# WHAT TO PRODUCE
Write the next part of the text on row-level calculated fields in Tableau, picking up after its last sentence.

# TEXT SECTION
The first type of basic calculated field uses functions that compute at the row-level of the underlying data. There are many of these functions available in Tableau, but we will only cover “SPLIT()” to help you understand how row-level calculations behave. However, to get the full list of string, row-level functions available in Tableau, you can open the calculation window, select the arrow on the right-hand side, and filter the functions to “String”. 

Row level functions in Tableau

Let’s start with an example using the Sample-Superstore dataset and placing the “Customer Name” dimension on the Rows shelf. You will notice that every row contains a unique customer’s first and last name. But if instead, we only wanted customer last names, then we could create a “Last Name” calculation using the SPLIT() function which allows us to isolate the last name for each row in the data. To demonstrate, create a new calculation, name it “Last Name”, and the logic is as follows:

SPLIT([Customer Name], ‘ ‘, 2)

This calculation separates, or splits, every customer name (as defined by [Customer Name]) at the space between the first and last name (as defined by the delimiter ‘ ‘) and will return the second piece of the string (as defined by the number 2) – that being the last name. When we add this new “Last Name” calculation to the view, it should look like the screenshot below.

Last name calculation in Tableau

As you can see, the calculation returned the last name for every row in the data for Customer Name. This is just a basic example of a row-level calculation, but reality is typically messier. For example, your data could contain middle names which would cause problems for this simple calculation. The solution to a problem such as that would require more complex calculations, but for the sake of this tutorial, we will not get any more complex than guiding you through the behavior of the basic row-level calculation.

# DATA SECTION
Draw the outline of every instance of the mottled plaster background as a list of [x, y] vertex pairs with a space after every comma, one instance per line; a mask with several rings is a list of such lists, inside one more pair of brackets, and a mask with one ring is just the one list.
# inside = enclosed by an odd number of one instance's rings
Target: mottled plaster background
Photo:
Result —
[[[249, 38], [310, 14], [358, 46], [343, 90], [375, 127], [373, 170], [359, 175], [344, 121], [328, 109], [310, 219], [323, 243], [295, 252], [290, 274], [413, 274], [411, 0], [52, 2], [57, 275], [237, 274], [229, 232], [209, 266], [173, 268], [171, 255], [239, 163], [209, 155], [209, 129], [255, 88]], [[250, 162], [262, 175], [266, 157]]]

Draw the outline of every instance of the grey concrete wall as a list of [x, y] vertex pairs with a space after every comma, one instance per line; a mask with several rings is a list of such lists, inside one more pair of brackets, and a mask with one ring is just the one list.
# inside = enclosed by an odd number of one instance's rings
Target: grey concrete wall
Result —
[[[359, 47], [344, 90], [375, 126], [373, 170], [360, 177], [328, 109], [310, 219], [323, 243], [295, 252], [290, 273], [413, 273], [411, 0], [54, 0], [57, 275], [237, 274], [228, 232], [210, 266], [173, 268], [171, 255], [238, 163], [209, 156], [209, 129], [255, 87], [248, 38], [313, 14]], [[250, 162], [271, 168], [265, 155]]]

# RESULT OF THE TASK
An Introduction to String Calculations in Tableau


Basic aggregate calculations

The second type of basic calculation is an aggregation which combines and summarizes multiple data points into a single value to provide a concise and meaningful representation of the underlying data. This is the type of calculation that most analysts think of when they are creating Tableau calculated fields. Aggregate functions such as SUM, AVG, MIN, MAX, COUNT, and COUNTD play a crucial role in extracting meaningful insights from your data within the context of your visualization and its level of detail. 

To get the full list of aggregate functions available in Tableau, you can open the calculation window, select the arrow on the right-hand side, and filter the functions to “Aggregate”. 

Aggregate functions in Tableau calculated fields

Basic aggregate functions in Tableau calculated fields behave exactly as they are named – for example, SUM() uses addition, AVG() takes the average, etc. These calculations are performed across all rows for each mark in the view. In other words, each bar in our bar chart, dot in our scatter plot, or row in our table is a mark. These marks represent multiple rows of data. Aggregations are performed separately for each mark, using the values from each row represented by the mark.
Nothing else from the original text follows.